[start of Extract provided]

The Shared Trance: Outline by Rachel Cusk
“What I knew personally to be true had come to seem unrelated to the process of persuading others. I did not, any longer, want to persuade anyone of anything.”
Outline is a book of listenings. Its characters need to be heard, almost in a “if-a-tree-falls-in-the-woods” kind of way: If you didn’t have someone to listen to your story of who you are, would you even know who you are?
Rachel Cusk’s trilogy, starting with Outline, is one big story made out of listened-to stories. It is therefore a story about how people talk about their own lives. But it is also, I would argue, a portrait of a person who is trying to see through a story — past its performativity — into its core truth.
Cusk represents, over and over, our very artful, often beautified and romanticized, ways of narrating our own lives. Whether we admit it or not, we narrate for an audience. Judging by the storytellers in these books, Cusk might argue that we tend to narrate with the intent of proving our own valor: “This was a story,” her narrator avows at one point, “in which I sensed the truth was being sacrificed to the narrator’s desire to win.” Is it that the act of being listened to makes us dishonest?
While overhearing the stories that Faye is privy to in these novels, you start to sense — vaguely, even uncannily — that you are learning about Faye, too.
I personally love a good tête-à-tête. It took me a long time to realize that not every single person in the world is a huge fan of deep, face-to-face, heart-to-heart, personal conversations — that not every single person I meet will want to hunker down in a booth at a restaurant, or on a couch, or on a patch of grass, and talk for hours. Too bad. But this is what I love so much about these novels: somehow, everyone in them wants to go there. Everyone gets to monologue. The weird thing is, though, that the audience of one — the narrator and protagonist, Faye — is a notably passive interlocutor. She doesn’t cut in with questions, she doesn’t say, “Me, too!" or “That reminds me of…”; she’s a blank canvas onto which her friends and students and colleagues and dinner party acquaintances can project their narratives. She spectates from the nose-bleeds, in the dark, while they take the spotlight, one by one.

[end of Extract provided]
[start of Supplied records]

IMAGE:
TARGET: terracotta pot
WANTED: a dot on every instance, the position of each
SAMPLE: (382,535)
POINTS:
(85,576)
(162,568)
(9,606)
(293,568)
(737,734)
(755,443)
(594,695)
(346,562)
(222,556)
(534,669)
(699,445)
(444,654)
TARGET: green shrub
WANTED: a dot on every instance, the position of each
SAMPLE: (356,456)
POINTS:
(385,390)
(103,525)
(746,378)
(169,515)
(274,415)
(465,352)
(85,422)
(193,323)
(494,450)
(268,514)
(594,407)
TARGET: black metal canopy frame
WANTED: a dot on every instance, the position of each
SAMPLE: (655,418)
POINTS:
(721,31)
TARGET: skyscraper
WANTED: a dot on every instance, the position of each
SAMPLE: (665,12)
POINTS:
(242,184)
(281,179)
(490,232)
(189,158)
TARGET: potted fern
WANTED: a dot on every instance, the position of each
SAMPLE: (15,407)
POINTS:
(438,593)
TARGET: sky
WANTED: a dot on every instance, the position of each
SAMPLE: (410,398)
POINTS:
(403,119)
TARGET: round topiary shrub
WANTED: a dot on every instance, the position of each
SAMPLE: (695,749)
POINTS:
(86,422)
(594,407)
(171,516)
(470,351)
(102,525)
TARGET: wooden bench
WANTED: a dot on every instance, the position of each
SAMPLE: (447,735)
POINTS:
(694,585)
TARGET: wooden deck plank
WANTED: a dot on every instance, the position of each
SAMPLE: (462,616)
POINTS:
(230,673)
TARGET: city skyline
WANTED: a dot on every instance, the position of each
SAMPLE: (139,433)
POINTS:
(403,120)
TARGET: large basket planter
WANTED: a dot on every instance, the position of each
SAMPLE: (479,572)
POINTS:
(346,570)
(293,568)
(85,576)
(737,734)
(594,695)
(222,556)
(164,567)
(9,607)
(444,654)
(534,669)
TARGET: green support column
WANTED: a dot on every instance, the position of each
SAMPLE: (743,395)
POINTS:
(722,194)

[end of Supplied records]
[start of Supplied records]

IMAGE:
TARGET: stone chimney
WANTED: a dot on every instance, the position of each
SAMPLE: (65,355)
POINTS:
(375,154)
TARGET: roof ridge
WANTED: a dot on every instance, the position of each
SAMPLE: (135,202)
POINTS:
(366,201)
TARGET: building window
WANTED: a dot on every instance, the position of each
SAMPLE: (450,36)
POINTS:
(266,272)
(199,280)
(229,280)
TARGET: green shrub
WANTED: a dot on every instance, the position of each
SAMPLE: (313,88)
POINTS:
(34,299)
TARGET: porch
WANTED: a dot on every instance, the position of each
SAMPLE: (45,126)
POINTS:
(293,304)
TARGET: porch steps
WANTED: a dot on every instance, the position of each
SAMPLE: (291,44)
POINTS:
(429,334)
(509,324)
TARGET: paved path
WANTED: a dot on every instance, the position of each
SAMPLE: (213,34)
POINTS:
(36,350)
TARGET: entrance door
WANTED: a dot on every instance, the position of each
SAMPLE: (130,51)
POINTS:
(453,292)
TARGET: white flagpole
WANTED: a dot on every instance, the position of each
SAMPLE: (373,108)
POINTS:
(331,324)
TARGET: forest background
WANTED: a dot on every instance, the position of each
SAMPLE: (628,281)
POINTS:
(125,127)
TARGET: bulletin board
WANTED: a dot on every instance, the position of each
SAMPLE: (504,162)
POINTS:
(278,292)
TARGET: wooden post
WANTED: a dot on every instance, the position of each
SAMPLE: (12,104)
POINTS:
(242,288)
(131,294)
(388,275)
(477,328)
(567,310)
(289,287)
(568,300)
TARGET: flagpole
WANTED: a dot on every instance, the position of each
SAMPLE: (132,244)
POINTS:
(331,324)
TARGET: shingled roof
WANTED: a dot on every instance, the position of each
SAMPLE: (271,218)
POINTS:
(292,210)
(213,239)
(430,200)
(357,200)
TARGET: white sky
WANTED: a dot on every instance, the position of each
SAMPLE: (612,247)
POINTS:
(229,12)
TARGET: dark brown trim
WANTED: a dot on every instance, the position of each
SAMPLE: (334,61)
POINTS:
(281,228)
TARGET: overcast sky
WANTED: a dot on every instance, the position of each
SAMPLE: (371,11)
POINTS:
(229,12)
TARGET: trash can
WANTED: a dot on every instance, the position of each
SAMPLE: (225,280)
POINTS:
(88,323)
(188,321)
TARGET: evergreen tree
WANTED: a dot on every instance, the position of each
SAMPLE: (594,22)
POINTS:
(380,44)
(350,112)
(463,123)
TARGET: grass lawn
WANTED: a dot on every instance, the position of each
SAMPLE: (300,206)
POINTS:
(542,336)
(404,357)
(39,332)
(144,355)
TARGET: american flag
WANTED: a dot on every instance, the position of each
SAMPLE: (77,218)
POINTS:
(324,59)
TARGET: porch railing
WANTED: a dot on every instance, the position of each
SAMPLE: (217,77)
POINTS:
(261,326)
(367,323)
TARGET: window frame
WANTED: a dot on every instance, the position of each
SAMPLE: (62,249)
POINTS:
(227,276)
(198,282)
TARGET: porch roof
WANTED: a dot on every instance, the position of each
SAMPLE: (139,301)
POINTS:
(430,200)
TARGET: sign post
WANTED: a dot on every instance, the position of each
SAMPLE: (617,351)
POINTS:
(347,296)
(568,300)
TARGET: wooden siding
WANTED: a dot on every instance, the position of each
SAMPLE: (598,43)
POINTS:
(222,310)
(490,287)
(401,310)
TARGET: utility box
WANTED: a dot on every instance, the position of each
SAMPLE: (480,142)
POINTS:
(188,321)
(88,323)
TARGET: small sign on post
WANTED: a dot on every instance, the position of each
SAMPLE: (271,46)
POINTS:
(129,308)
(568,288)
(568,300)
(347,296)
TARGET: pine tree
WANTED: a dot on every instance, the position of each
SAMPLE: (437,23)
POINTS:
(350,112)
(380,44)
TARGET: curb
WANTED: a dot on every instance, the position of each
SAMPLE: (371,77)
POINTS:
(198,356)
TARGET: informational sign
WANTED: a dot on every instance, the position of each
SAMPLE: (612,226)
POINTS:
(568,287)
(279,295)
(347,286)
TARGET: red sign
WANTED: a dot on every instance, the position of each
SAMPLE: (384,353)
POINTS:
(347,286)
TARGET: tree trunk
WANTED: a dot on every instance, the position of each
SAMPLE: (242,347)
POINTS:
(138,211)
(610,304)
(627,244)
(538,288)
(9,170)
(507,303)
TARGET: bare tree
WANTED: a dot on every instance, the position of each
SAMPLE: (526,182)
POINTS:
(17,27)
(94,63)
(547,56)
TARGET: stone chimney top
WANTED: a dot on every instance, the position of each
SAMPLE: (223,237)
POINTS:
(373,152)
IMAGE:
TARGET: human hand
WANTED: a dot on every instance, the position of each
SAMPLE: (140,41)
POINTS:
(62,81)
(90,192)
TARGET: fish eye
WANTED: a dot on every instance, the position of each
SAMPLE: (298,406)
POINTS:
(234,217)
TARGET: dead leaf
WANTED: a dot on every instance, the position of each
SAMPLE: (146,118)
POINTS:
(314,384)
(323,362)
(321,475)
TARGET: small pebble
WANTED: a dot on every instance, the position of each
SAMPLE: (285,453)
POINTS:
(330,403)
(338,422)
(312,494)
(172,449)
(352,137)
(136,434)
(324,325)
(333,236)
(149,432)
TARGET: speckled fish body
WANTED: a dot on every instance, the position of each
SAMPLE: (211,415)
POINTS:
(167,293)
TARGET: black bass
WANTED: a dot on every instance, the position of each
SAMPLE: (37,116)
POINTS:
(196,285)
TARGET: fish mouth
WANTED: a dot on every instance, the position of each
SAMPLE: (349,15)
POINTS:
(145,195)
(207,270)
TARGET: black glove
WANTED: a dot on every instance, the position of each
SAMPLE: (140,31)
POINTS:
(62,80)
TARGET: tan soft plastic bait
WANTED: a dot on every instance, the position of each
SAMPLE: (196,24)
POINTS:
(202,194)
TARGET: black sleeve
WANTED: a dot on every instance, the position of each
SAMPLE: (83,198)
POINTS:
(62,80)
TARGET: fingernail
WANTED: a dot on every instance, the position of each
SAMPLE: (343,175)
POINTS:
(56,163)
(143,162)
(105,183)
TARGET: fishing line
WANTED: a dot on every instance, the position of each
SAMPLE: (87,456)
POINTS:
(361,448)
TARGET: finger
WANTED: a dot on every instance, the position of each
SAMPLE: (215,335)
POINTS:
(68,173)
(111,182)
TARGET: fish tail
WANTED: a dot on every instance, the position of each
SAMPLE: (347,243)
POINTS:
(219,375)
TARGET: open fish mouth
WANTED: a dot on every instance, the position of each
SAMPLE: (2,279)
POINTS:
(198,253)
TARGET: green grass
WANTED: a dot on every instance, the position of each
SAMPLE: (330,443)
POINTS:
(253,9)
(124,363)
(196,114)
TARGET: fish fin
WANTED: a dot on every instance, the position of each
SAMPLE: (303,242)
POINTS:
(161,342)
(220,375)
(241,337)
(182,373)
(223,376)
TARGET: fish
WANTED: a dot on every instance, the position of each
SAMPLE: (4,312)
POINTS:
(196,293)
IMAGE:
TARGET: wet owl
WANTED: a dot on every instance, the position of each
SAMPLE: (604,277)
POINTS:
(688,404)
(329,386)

[end of Supplied records]

# Instructions to follow
In the review of Outline above, why does the writer say the trilogy is a story about how people talk about their own lives? Answer in one to three sentences.

# Exercise output
The writer says this because the trilogy is one big story made out of listened-to stories. Since it is built from the stories its characters tell about themselves, it becomes a story about how people talk about their own lives.